Copy word for word the part of the data below that opens with the line containing "Provide the mask of every instance of the headstone" and closes with the line containing "40 26 L 35 21", both of those lines included.

>> start

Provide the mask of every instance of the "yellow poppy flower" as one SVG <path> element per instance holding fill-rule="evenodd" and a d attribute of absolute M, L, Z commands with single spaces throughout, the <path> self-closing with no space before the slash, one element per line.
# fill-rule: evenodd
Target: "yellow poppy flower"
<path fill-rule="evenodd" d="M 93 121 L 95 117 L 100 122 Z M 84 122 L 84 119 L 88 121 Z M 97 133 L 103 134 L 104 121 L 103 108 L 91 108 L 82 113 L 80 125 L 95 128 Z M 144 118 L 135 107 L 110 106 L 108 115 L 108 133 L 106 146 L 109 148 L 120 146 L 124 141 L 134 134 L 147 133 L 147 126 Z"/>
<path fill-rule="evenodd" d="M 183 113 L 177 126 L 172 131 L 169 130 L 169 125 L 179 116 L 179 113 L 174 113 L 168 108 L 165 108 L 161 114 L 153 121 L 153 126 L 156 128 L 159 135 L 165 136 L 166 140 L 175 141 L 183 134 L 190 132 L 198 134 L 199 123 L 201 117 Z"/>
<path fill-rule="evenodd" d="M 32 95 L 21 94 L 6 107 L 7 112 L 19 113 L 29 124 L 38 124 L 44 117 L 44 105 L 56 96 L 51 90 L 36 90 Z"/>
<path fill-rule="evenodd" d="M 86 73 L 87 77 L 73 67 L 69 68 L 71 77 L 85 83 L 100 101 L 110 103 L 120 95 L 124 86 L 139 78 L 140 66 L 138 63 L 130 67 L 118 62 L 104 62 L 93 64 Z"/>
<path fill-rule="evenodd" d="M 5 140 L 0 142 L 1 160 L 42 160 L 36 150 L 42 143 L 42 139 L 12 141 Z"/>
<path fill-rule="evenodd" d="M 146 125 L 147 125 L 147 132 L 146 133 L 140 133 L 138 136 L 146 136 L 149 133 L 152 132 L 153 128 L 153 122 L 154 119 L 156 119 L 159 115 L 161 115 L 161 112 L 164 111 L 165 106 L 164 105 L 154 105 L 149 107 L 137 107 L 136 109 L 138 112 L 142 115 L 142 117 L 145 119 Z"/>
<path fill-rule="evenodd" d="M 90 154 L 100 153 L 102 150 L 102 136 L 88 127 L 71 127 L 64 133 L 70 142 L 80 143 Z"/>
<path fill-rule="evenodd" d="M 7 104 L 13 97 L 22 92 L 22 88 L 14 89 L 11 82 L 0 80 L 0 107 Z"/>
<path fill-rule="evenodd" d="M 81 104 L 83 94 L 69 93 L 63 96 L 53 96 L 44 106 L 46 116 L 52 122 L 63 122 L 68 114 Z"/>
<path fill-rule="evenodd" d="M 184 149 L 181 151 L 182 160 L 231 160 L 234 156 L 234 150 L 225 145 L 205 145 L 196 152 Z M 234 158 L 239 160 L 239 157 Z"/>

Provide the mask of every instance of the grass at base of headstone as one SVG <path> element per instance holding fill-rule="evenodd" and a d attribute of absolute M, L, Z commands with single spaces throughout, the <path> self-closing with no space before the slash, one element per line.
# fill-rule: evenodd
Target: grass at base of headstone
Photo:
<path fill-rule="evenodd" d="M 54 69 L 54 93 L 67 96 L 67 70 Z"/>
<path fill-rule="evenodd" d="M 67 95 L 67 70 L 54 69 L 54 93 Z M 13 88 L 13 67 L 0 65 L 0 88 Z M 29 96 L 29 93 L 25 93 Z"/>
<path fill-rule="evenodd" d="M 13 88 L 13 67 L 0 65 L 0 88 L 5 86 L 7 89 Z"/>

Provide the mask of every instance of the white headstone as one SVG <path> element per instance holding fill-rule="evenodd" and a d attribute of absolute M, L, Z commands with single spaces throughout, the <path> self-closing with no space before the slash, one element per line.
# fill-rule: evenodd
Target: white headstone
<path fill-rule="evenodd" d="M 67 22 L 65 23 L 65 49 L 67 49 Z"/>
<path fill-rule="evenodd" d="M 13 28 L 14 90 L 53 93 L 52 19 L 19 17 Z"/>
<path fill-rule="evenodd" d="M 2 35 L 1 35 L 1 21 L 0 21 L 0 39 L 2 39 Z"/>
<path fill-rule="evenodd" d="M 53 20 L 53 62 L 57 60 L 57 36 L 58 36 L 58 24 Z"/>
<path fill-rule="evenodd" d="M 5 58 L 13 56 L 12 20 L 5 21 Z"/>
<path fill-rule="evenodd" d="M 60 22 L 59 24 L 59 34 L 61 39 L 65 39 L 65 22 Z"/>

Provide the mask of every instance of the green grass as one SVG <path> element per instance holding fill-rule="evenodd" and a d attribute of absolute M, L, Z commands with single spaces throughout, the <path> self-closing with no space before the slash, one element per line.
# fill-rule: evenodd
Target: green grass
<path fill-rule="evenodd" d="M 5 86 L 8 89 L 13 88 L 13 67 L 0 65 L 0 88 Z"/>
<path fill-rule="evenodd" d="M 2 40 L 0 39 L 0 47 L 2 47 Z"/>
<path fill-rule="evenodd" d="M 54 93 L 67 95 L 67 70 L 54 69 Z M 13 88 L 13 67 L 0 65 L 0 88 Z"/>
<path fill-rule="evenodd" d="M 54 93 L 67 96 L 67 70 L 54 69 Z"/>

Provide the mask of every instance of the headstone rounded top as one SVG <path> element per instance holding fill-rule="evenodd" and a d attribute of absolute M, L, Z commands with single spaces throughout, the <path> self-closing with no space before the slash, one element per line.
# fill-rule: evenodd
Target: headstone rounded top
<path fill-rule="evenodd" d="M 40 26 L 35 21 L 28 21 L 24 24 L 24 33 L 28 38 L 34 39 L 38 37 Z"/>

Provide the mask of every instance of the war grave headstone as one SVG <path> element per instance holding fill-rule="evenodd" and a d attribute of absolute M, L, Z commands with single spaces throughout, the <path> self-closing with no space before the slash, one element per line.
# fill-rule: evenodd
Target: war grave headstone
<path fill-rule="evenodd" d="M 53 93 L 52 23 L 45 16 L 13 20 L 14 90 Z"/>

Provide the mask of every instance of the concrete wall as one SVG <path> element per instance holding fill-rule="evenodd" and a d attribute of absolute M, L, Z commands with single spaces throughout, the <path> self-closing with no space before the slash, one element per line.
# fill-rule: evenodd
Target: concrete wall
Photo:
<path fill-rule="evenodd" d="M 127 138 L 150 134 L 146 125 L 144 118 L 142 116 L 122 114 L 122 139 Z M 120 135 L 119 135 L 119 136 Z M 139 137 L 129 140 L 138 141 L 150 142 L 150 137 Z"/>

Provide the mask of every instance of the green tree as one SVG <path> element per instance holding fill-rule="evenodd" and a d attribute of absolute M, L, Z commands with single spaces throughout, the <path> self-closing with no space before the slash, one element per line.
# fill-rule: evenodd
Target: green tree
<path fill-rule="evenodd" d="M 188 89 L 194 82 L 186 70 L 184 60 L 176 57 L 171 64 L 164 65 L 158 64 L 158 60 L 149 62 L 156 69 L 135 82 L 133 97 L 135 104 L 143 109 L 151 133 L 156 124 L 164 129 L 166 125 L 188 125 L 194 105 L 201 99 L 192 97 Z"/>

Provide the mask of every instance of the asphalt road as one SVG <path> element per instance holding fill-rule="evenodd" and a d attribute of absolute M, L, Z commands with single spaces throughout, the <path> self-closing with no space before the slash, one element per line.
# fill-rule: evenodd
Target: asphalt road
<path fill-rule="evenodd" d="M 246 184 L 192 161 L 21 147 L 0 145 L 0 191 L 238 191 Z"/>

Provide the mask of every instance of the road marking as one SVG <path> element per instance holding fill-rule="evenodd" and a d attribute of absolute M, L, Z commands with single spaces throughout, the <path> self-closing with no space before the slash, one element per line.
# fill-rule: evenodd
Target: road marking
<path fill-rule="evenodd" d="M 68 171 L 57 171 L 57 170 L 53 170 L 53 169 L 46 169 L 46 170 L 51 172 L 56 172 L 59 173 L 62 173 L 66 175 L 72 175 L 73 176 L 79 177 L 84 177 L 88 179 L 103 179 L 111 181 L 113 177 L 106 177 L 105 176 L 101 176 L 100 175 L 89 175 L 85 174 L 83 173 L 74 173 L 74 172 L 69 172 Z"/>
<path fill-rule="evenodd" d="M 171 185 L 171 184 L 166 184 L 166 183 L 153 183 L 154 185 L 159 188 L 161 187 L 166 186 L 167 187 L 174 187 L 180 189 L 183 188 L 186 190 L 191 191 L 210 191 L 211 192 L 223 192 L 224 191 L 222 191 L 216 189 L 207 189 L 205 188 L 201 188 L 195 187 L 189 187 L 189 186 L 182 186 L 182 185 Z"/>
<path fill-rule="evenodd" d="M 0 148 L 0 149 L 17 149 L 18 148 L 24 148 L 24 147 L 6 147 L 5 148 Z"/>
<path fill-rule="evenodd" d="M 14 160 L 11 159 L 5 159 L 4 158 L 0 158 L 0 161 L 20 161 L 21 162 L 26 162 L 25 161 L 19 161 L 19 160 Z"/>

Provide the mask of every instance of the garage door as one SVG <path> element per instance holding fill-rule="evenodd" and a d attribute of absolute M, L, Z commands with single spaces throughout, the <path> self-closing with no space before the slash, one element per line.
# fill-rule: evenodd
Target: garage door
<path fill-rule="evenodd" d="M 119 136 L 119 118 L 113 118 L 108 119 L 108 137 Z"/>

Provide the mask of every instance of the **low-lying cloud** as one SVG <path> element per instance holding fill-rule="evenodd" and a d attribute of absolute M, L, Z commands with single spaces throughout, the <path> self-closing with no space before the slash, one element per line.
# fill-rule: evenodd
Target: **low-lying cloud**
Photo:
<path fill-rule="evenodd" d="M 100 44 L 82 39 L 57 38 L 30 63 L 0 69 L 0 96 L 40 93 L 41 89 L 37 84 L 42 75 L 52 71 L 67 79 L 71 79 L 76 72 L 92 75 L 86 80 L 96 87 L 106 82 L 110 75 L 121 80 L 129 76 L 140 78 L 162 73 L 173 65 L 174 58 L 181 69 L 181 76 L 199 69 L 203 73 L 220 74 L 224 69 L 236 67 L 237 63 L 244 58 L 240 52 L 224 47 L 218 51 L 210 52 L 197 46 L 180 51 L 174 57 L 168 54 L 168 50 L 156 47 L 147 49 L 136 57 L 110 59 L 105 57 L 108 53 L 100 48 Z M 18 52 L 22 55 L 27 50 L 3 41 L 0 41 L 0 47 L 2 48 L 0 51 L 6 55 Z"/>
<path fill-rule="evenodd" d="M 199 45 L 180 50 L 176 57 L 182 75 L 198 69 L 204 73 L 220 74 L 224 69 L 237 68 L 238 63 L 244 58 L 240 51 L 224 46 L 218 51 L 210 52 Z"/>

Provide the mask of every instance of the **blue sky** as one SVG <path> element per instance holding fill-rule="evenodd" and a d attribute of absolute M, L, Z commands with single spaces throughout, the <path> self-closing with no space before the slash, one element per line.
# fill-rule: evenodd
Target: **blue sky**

>> end

== Completed task ==
Provide the mask of every instance of the headstone rounded top as one SVG <path> element per instance holding fill-rule="evenodd" and a d attribute of absolute M, L, Z commands with single spaces throughout, the <path> self-closing with no space before the slash, one element per line.
# fill-rule: evenodd
Target: headstone rounded top
<path fill-rule="evenodd" d="M 40 26 L 35 21 L 28 21 L 24 24 L 24 33 L 28 38 L 34 39 L 38 37 Z"/>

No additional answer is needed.